[Materials provided]

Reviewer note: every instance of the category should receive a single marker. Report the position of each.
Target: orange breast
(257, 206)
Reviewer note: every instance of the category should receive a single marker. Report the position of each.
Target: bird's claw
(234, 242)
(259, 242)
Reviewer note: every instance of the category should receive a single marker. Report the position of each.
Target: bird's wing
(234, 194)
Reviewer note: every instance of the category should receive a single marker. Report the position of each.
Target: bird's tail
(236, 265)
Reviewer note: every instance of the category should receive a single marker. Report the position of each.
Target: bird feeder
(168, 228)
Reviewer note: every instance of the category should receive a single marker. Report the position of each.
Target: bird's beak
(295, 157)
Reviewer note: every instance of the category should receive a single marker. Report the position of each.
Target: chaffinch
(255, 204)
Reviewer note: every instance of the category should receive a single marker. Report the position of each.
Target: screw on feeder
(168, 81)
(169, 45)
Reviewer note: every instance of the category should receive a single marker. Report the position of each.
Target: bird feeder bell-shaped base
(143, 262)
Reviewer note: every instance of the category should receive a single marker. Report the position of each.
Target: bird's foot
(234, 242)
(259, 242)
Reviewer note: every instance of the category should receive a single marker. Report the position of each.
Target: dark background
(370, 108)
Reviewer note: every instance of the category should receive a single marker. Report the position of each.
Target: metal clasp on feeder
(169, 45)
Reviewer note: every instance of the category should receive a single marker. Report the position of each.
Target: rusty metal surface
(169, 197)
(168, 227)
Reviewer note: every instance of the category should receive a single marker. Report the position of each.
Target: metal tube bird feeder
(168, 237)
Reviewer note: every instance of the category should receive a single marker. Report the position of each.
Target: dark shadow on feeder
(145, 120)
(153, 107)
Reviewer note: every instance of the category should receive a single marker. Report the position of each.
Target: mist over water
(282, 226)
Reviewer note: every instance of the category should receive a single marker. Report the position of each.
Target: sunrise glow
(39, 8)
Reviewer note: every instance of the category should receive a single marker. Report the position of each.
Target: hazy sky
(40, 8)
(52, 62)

[Stated problem] From the records above, extract every line exactly as it stands.

[Written solution]
Reviewer note: every instance of the category should receive a single marker. Report the position of each.
Target: orange breast
(257, 206)
Reviewer note: every instance of the category should receive a single marker. Report the position of each.
Target: bird's claw
(234, 242)
(259, 242)
Reviewer note: every instance of the category should receive a single marker. Report the position of each.
Target: bird's wing
(234, 194)
Reviewer note: every instance of the category should receive a single marker. Report the position of each.
Target: bird's tail
(236, 265)
Reviewer note: every instance of the category should receive a single marker. Report the position of each.
Target: bird feeder
(168, 228)
Reviewer note: every instance of the category should receive a single marker. Report the position of each.
Target: bird's beak
(295, 157)
Reviewer note: every instance of the category should receive a single marker. Report the position of each.
Target: chaffinch
(255, 204)
Reviewer note: every instance of the category should receive a single marker. Report the position of each.
Target: screw on feeder
(168, 81)
(169, 45)
Reviewer note: every instance of the category should receive a single marker. Report the position of each.
Target: bird feeder bell-shaped base
(143, 262)
Reviewer note: every instance of the category should receive a single marker. Report the position of each.
Target: bird's foot
(234, 242)
(259, 242)
Reviewer note: every instance of the category should receive a single marker. Report the position of each.
Target: dark background
(370, 108)
Reviewer note: every instance of the category should receive a single marker. Report the position of each.
Target: metal clasp on feeder
(169, 45)
Reviewer note: every instance of the category should receive a single marker. Report the position of each.
Target: rusty metal surface
(169, 197)
(168, 227)
Reviewer note: every instance of the category should receive a single marker. Report the position of each.
Target: metal tube bird feeder
(168, 237)
Reviewer note: every instance of the category should receive a single marker. Report the position of each.
Target: dark shadow on feeder
(145, 120)
(153, 107)
Reviewer note: every instance of the category should receive a single marker. Report the position of each.
Target: mist over water
(282, 226)
Reviewer note: every instance of the category should receive a single marker. Report the position of each.
Target: sunrise glow
(39, 8)
Reviewer note: every instance of the category should receive a single marker. Report the position of each.
Target: hazy sky
(40, 8)
(52, 62)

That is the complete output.